Aim of the task -
Rewrite the data below, replacing every "detectable" with "visible" and leaving everything else unchanged.
## Begin Records for this task
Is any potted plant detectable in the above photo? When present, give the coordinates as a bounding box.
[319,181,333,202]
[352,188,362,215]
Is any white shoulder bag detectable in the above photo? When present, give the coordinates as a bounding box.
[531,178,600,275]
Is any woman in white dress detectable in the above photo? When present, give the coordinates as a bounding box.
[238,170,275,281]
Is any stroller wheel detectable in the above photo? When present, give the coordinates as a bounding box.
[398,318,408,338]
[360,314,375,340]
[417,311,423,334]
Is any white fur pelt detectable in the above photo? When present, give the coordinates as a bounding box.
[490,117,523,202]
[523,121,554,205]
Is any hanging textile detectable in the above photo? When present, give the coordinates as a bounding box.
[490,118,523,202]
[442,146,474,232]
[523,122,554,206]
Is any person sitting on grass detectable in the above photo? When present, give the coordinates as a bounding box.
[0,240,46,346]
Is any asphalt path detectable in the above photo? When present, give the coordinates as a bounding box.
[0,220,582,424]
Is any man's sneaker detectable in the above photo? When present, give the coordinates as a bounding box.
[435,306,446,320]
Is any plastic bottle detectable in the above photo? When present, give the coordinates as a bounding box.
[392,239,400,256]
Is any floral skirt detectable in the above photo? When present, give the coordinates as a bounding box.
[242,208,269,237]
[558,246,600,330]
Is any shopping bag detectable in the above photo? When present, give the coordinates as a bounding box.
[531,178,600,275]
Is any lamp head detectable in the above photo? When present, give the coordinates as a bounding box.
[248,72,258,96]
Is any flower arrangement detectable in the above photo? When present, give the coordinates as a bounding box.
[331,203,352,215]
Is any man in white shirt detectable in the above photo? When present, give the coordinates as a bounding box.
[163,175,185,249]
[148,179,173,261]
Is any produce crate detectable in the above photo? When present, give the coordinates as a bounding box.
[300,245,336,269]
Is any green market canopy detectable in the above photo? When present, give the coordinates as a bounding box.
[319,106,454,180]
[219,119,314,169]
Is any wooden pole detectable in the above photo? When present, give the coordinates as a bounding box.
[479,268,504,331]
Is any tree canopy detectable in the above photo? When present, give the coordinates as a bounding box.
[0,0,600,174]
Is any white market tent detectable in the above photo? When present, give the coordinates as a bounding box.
## End Records for this task
Solution -
Is any potted plant visible in the above photo? When present, give the coordinates as a bounding box.
[319,181,333,202]
[352,188,362,215]
Is any white shoulder bag visible in the above photo? When present, give the coordinates as a bounding box.
[531,178,600,275]
Is any woman in white dress visible in the above photo? When present, give the coordinates as a bounding box.
[238,170,275,281]
Is any stroller wheel visible in the above photo? When present, give the coordinates as a bounding box.
[398,318,408,338]
[360,314,375,340]
[417,311,423,334]
Is any white fur pelt visible in the above photo? When present, give the coordinates as a bounding box.
[490,117,523,202]
[523,121,554,205]
Is any hanging textile visible in the above photo? When present, give the coordinates as a bounding box.
[490,118,523,202]
[442,146,474,232]
[523,122,554,206]
Is any person sitting on grass visible in the above photo? When present, give the coordinates as a bounding box.
[0,240,46,346]
Is any asphalt path visible in the above photo? When present, give the coordinates as a bounding box.
[0,220,582,424]
Is any man's sneaker visible in the above photo? When present, give the coordinates as a bounding box.
[435,306,446,320]
Is any plastic bottle visible in the above photo? When present, give the coordinates as a bounding box.
[392,239,400,256]
Is any floral skirt visible in the above photo? When present, give the coordinates as a bounding box.
[242,208,269,237]
[558,246,600,330]
Is any shopping bag visible in the above photo? When present, give the coordinates as a bounding box.
[531,178,600,275]
Is any lamp head visible in the above photo? When present, give the coordinates as a bounding box.
[248,72,258,96]
Is any flower arrangement visible in the above photo? When present, give the coordinates as a bounding box.
[331,203,352,215]
Is any man in white shirt visible in the above photo? When present, give the coordinates as a bounding box.
[163,175,185,249]
[148,179,173,261]
Is any produce crate visible in the above photo? When present, give the coordinates as a bounding box.
[300,245,336,269]
Is any green market canopy visible in the above photo? When present, give the coordinates as a bounding box.
[319,106,454,180]
[219,119,314,169]
Is any wooden pole visible in the above photo? When present, give the coordinates as a bounding box.
[479,268,504,331]
Is any tree canopy visible in the above photo? When present, give the coordinates as a bounding box.
[0,0,600,174]
Is any white market tent visible in the above photo? When present, give the coordinates as a bounding box.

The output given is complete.